* [Task to carry out]:
Answer these questions from the page on using R in Java apps:
1. In what format does RCaller return the generated results?
2. Which method sets the full path to the Rscript executable?
3. What does every Rserve connection have?

Using R to Power Analytics In Java Apps

r_plus_java

R is a powerful, open source platform for statistical computations and data analysis. Visualizations and visual-analytical tools can benefit from capabilities of R and numerous computational packages written for R.

This post is a brief overview of some of the existing ways in which power of R can be leveraged from Java applications.

Integration of R and Java: APIs and Libraries

Following is overview of those APIs and are discussed in no particular order.

RCaller

RCaller is a library to call R from Java. Following are excerpts from a research paper on RCaller:

RCaller converts data structures to R code, sends them to an externally created R process, returns the generated results as XML which is the universal way of storing data. XML structure is then parsed and returned values are accessed directly in Java.  RCaller depends on a single jar file and no more setting up procedure is required.

Example of a computation in R called through a Java application:

Basic Interactions
RCaller wraps complex interactions in an easy way. Since calculations are handled at R side, the full path to Rscript executable file can defined correctly using setRscriptExecutable method. Java arrays can also be passed to R in an easy way. Suppose that matrix is a matrix with dimensions 2 × 2. In the example below, matrix is passed to R and inverse of this matrix is calculated at R side and result is handled in Java again.

RCaller caller = new RCaller();
caller.setRscriptExecutable("path/to/Rscript.exe");

double[][] matrix = new double[][]{{6, 4}, {9, 8}};

RCode code = new RCode();

// Passing Java objects to R
code.addDoubleMatrix("x", matrix);
code.addRCode("s <- solve(x)");
caller.setRCode(code);

// Performing Calculations
caller.runAndReturnResult("s");

// Passing R object to Java
double[][] inverse = caller.getParser().getAsDoubleMatrix("s", 2, 2);

Rserve

Rserve is a TCP/IP server which allows other programs to use facilities of R (see www.r-project.org) from various languages without the need to initialize R or link against R library. Every connection has a separate workspace and working directory. Client-side implementations are available for popular languages such as C/C++, PHP and Java. Rserve supports remote connection, authentication and file transfer. Typical use is to integrate R backend for computation of statstical models, plots etc. in other applications.

Stored data:
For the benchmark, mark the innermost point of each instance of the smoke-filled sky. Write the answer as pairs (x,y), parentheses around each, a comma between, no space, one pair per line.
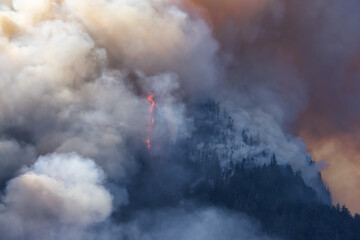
(75,77)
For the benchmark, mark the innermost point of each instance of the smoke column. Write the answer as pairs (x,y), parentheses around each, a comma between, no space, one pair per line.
(77,78)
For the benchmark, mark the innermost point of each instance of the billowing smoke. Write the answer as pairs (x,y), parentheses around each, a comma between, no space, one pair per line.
(76,76)
(58,190)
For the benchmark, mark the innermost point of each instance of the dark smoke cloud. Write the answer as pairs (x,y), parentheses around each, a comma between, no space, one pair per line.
(76,74)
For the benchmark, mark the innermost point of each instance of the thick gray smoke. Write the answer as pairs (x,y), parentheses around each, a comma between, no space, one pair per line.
(75,78)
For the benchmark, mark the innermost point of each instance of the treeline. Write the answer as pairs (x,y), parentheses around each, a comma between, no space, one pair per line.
(278,197)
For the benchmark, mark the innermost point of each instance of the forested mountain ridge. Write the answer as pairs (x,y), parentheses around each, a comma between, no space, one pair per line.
(218,175)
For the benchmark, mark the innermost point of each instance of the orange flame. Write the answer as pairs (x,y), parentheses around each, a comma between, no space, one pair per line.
(150,98)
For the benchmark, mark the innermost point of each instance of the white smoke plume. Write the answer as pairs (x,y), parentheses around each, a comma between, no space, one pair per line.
(57,191)
(75,76)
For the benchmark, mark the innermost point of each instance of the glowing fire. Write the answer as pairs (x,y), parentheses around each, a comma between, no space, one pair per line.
(151,120)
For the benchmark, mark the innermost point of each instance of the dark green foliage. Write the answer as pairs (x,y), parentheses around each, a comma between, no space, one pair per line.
(280,200)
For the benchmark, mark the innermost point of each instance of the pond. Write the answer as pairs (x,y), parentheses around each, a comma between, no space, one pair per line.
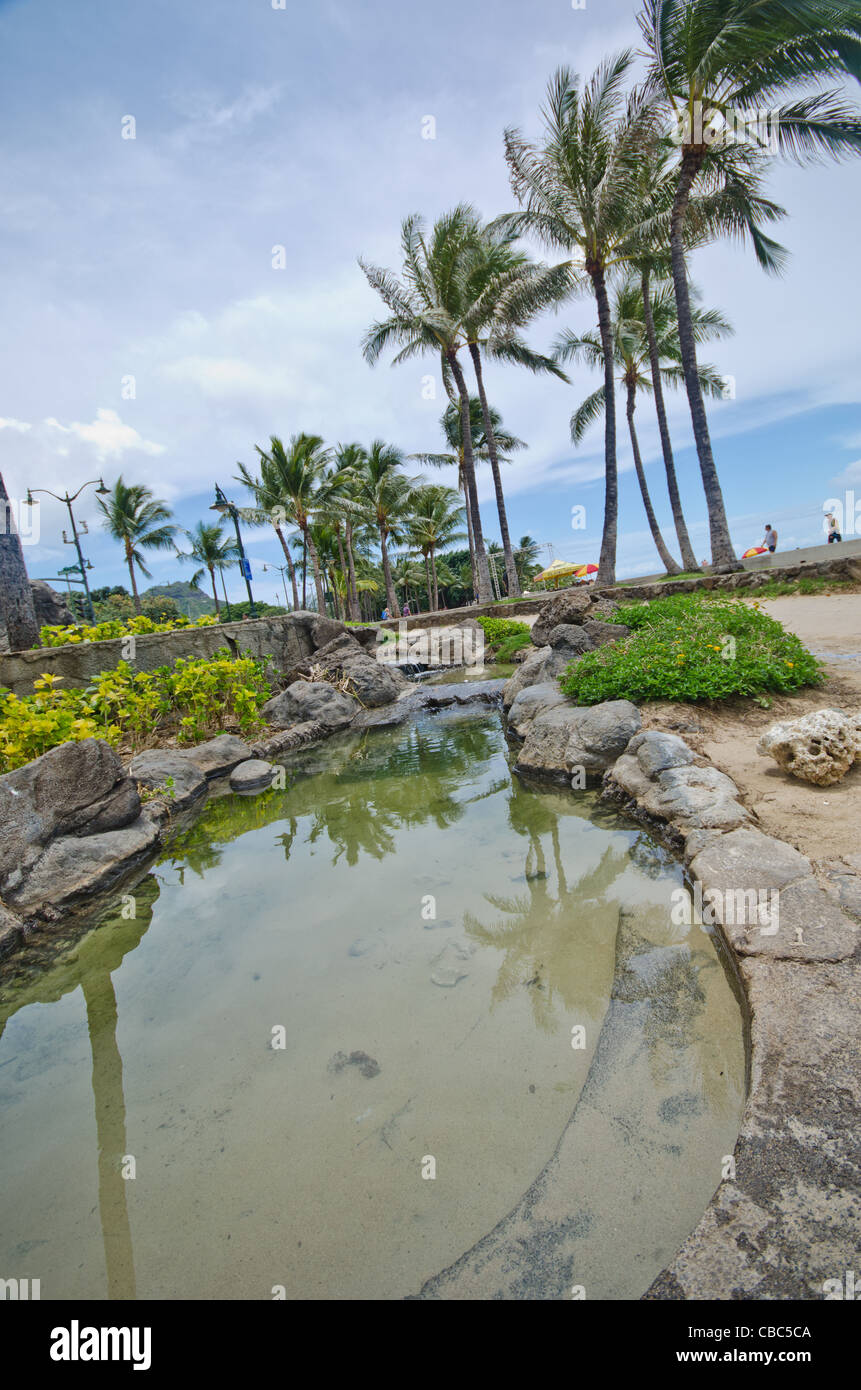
(338,1030)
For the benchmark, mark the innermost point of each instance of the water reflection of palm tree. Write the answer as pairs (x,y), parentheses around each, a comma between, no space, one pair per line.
(552,943)
(98,955)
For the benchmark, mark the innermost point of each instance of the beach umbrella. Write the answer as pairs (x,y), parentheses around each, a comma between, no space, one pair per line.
(558,570)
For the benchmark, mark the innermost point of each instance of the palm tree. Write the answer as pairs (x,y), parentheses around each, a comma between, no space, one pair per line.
(139,520)
(269,506)
(451,423)
(433,524)
(711,59)
(502,289)
(213,551)
(632,355)
(575,193)
(292,476)
(426,314)
(384,495)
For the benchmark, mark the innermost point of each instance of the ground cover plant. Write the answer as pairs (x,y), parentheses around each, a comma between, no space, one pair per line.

* [Solution to this problem]:
1. XML
2. setRscriptExecutable
3. A separate workspace and working directory